▶ Task goal
Copy out the full set of records. Keep every word the same.

---------------

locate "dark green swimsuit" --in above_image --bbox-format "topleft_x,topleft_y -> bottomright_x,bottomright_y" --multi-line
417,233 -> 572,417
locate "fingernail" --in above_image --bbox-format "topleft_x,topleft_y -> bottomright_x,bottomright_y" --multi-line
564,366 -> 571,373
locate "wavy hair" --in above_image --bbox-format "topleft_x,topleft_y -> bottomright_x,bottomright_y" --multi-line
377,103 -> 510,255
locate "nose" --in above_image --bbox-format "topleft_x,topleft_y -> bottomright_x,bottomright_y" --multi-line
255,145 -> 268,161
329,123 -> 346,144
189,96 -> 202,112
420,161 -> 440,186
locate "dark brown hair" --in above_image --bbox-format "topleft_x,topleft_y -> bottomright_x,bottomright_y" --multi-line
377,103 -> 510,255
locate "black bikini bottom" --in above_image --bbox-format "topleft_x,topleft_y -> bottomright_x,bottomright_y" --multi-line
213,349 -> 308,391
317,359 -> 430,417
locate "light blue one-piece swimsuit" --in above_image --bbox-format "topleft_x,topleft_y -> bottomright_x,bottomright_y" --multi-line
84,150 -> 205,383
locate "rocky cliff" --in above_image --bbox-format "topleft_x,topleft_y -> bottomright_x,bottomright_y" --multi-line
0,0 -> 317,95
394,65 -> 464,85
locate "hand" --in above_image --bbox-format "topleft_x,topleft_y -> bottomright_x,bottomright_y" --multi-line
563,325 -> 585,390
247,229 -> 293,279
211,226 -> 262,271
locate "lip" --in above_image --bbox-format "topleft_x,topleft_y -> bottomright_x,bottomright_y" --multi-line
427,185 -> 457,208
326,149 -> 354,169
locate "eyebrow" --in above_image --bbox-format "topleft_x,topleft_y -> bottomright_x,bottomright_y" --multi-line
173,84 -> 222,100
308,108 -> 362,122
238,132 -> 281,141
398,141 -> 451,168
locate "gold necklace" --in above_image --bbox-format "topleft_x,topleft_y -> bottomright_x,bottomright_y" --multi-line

---------------

▶ Your response
locate "dark green swimsuit" --in above_image --bbox-format "topleft_x,topleft_y -> bottomright_x,bottomright_y" --multi-line
417,233 -> 572,417
locate "fingernail" --in above_image --bbox-format "topleft_x,topleft_y -> bottomright_x,bottomright_y" --multi-line
564,366 -> 571,373
locate "wavy hair" --in above_image --bbox-format "topleft_x,topleft_y -> bottomright_x,bottomright_y" --multi-line
377,103 -> 510,255
locate "nose" --in above_image --bbox-format "topleft_x,topleft_y -> bottomright_x,bottomright_y" --multi-line
255,145 -> 268,161
329,123 -> 346,144
189,96 -> 202,112
420,161 -> 440,186
locate "dark brown hair" --in above_image --bbox-format "topleft_x,topleft_y -> bottomright_x,bottomright_y" --multi-line
377,103 -> 510,255
locate "black bikini bottom" --in above_image --bbox-format "topleft_x,topleft_y -> bottomright_x,bottomright_y" --multi-line
213,349 -> 308,391
317,359 -> 430,417
locate "light blue one-piece swimsuit" --in above_image --bbox-format "topleft_x,topleft_y -> bottomright_x,bottomright_y" --multi-line
84,150 -> 205,383
locate "rocky cliff" --in above_image --bbox-format "topleft_x,topleft_y -> bottomright_x,bottomright_y" --multi-line
0,0 -> 317,95
394,65 -> 464,85
locate "hand" --in above_image --bbox-format "topleft_x,topleft_y -> bottomright_x,bottomright_y" --multi-line
563,325 -> 585,390
247,229 -> 293,279
211,226 -> 262,271
locate "lip" --in above_image --bbox-format "topleft_x,topleft_y -> bottomright_x,bottomright_y" --multi-line
427,185 -> 457,208
326,149 -> 354,169
locate "eyebrow" --in above_image --bbox-format "topleft_x,topleft_y -> bottomright_x,bottomright_y" --multi-line
173,84 -> 222,100
308,108 -> 362,122
238,132 -> 281,141
398,141 -> 451,168
locate "gold necklace" --in above_image --bbox-format "topleft_x,topleft_y -> bottomright_x,bottomright_y" --multi-line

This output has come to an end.